**PROBLEM**
Revise the Croissant article from "This initiative aims" to "of ML progress.", replacing "roadblock" with "obstacle".

In a groundbreaking development for the machine learning (ML) community, the Launch of Croissant by MLCommons by Google AI, a revolutionary metadata format designed to significantly improve the discoverability and usability of ML datasets across an extensive range of tools and platforms.
This initiative aims to address the long-standing challenge of dataset diversity and organization that has been a major roadblock in the path of ML progress.
Today on the blog, we’re excited to announce the release of @MLCommons Croissant, a metadata format to make ML datasets more easily discoverable and usable across a wide array of tools and platforms. Learn more and try it today →https://t.co/fdjBDannpx #ml #datasets pic.twitter.com/DCoWcyRRYV
— Google AI (@GoogleAI) March 6, 2024
Machine learning datasets span a vast array of content types, including text, structured data, images, audio, and video, each with unique organization and format challenges. This diversity often results in decreased productivity during the ML development cycle, as practitioners grapple with understanding and utilizing these datasets effectively.
Croissant emerges as a beacon of hope, offering a standardized way to describe and organize ML datasets without altering their actual data representation.
It enhances the existing schema.org standard, which is already utilized by over 40 million datasets, by adding layers specifically tailored for ML, such as metadata for responsible use, data resources, organization, and default ML semantics.
Today’s @MLCommons Croissant metadata format release includes the format documentation, an open source library, visual editor, thanks to industry support from @HuggingFace, @GoogleAI Dataset Search, @Kaggle, and @Open_ML.#ai #ml #datasetshttps://t.co/vBJPCeOgI3
— MLCommons (@MLCommons) March 6, 2024
In a significant boost to its adoption, Croissant has garnered support from leading ML dataset collections and tools. Kaggle, Hugging Face, and OpenML will start incorporating the Croissant format, and ML frameworks like TensorFlow, PyTorch, and JAX are set to facilitate easy loading of Croissant datasets through the TensorFlow Datasets (TFDS) package.

**DATASET**
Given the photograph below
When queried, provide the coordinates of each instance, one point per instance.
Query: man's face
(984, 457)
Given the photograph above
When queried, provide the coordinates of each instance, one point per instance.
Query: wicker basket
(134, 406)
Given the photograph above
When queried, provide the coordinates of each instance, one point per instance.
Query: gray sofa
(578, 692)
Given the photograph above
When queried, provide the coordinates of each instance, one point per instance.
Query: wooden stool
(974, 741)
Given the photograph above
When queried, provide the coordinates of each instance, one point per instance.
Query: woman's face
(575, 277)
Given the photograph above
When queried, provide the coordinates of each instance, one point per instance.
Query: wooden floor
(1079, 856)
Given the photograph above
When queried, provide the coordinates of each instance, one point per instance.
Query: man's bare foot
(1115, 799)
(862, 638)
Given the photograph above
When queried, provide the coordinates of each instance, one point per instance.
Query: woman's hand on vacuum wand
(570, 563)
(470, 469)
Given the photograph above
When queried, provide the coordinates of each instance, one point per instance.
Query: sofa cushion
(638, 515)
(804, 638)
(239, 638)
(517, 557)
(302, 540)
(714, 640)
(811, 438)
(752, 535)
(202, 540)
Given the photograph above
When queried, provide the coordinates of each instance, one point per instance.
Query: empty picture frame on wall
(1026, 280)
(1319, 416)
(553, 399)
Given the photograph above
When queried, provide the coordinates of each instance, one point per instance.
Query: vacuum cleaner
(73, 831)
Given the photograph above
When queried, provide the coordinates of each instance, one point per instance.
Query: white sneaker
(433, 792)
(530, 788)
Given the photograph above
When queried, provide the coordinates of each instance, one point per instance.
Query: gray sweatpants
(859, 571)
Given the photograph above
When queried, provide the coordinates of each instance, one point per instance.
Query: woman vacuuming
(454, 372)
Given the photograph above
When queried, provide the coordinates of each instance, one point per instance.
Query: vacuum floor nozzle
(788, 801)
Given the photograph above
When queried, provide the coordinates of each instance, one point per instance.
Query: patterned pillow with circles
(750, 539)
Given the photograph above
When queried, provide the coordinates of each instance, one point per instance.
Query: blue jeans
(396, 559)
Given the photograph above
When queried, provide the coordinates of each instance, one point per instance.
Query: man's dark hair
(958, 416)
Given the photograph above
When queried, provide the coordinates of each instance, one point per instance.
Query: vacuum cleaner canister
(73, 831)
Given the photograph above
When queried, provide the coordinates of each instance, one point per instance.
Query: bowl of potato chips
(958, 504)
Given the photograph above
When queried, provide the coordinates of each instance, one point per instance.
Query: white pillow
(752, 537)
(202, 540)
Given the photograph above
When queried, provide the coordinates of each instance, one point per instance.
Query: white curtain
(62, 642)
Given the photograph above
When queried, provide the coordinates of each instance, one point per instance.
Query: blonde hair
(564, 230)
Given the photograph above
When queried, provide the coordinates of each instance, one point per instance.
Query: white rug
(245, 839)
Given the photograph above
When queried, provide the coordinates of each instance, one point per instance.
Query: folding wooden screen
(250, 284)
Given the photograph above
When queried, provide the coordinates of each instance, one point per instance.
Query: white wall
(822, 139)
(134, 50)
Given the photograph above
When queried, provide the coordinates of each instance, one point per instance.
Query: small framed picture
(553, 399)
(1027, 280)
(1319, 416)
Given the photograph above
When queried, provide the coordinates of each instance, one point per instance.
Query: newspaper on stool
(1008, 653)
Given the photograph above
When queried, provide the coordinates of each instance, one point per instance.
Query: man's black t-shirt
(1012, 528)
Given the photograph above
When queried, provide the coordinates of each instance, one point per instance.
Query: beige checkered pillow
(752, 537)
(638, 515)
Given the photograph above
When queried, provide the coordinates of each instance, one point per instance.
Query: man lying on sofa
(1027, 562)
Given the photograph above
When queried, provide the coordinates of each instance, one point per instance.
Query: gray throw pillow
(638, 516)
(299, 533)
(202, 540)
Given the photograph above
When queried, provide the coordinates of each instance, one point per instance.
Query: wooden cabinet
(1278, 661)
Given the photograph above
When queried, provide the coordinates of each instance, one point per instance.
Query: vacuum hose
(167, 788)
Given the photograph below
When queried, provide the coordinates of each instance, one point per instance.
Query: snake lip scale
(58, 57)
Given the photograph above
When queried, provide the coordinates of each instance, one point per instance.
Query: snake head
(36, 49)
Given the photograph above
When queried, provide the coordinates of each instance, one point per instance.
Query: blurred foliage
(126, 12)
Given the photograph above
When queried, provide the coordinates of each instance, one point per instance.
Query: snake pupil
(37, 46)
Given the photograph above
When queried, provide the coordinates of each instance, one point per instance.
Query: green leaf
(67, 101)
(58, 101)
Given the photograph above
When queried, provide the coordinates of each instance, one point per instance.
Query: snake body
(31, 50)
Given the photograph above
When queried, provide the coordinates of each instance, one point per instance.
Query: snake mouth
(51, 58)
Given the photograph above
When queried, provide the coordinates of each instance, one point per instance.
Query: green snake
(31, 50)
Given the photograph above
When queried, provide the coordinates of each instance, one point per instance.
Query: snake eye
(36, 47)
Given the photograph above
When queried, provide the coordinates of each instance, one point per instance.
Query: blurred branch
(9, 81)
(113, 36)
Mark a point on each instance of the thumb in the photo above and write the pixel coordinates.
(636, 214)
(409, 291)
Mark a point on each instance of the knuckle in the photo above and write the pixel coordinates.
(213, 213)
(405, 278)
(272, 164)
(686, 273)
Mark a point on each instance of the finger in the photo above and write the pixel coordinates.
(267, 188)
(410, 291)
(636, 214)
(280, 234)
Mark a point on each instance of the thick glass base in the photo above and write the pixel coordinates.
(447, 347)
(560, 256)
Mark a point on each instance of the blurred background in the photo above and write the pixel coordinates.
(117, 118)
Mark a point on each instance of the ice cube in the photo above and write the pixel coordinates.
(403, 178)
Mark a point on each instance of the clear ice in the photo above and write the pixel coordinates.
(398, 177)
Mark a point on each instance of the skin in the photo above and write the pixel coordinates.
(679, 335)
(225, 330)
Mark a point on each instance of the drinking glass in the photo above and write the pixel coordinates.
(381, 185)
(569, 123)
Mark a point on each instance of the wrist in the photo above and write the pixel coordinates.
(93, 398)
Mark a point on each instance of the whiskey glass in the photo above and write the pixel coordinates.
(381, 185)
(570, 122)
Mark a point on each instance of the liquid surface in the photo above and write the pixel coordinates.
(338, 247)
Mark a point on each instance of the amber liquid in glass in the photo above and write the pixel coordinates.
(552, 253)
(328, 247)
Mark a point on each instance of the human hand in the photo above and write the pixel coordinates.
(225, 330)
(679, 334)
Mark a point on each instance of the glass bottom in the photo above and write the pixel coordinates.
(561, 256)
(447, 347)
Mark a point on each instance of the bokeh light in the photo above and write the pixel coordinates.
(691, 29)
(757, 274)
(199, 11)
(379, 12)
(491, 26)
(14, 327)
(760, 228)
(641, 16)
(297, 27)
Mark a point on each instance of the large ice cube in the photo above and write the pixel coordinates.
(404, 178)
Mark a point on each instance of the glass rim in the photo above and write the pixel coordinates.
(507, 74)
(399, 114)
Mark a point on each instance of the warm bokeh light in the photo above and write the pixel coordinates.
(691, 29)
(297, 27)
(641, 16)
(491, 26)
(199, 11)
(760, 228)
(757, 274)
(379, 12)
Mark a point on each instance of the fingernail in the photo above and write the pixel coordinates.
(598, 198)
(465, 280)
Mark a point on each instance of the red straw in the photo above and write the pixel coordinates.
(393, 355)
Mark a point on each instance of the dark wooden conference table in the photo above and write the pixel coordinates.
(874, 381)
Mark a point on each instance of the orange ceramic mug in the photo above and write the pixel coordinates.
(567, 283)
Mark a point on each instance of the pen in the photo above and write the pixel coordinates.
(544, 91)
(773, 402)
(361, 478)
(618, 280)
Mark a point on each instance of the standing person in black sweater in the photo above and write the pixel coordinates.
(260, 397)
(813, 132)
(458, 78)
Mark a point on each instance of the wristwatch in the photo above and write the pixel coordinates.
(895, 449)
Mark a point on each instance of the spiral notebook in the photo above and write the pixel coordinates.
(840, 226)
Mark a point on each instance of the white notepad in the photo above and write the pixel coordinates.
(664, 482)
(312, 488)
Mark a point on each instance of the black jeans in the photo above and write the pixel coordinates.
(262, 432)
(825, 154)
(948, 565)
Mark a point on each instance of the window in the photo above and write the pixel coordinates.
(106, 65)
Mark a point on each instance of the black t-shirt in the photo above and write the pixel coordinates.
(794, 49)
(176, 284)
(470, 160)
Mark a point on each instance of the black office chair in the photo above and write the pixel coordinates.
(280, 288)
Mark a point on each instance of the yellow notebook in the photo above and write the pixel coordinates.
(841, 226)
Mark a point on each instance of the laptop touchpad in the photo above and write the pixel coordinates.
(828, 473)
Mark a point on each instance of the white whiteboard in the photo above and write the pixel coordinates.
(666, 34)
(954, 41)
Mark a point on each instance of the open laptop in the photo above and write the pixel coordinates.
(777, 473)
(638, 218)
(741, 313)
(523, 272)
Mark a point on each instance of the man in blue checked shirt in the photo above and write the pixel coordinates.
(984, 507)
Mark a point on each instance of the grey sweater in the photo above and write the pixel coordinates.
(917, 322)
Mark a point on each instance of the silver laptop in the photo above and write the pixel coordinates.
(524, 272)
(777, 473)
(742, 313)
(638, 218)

**RESULT OF THE TASK**
This initiative aims to address the long-standing challenge of dataset diversity and organization that has been a major obstacle in the path of ML progress.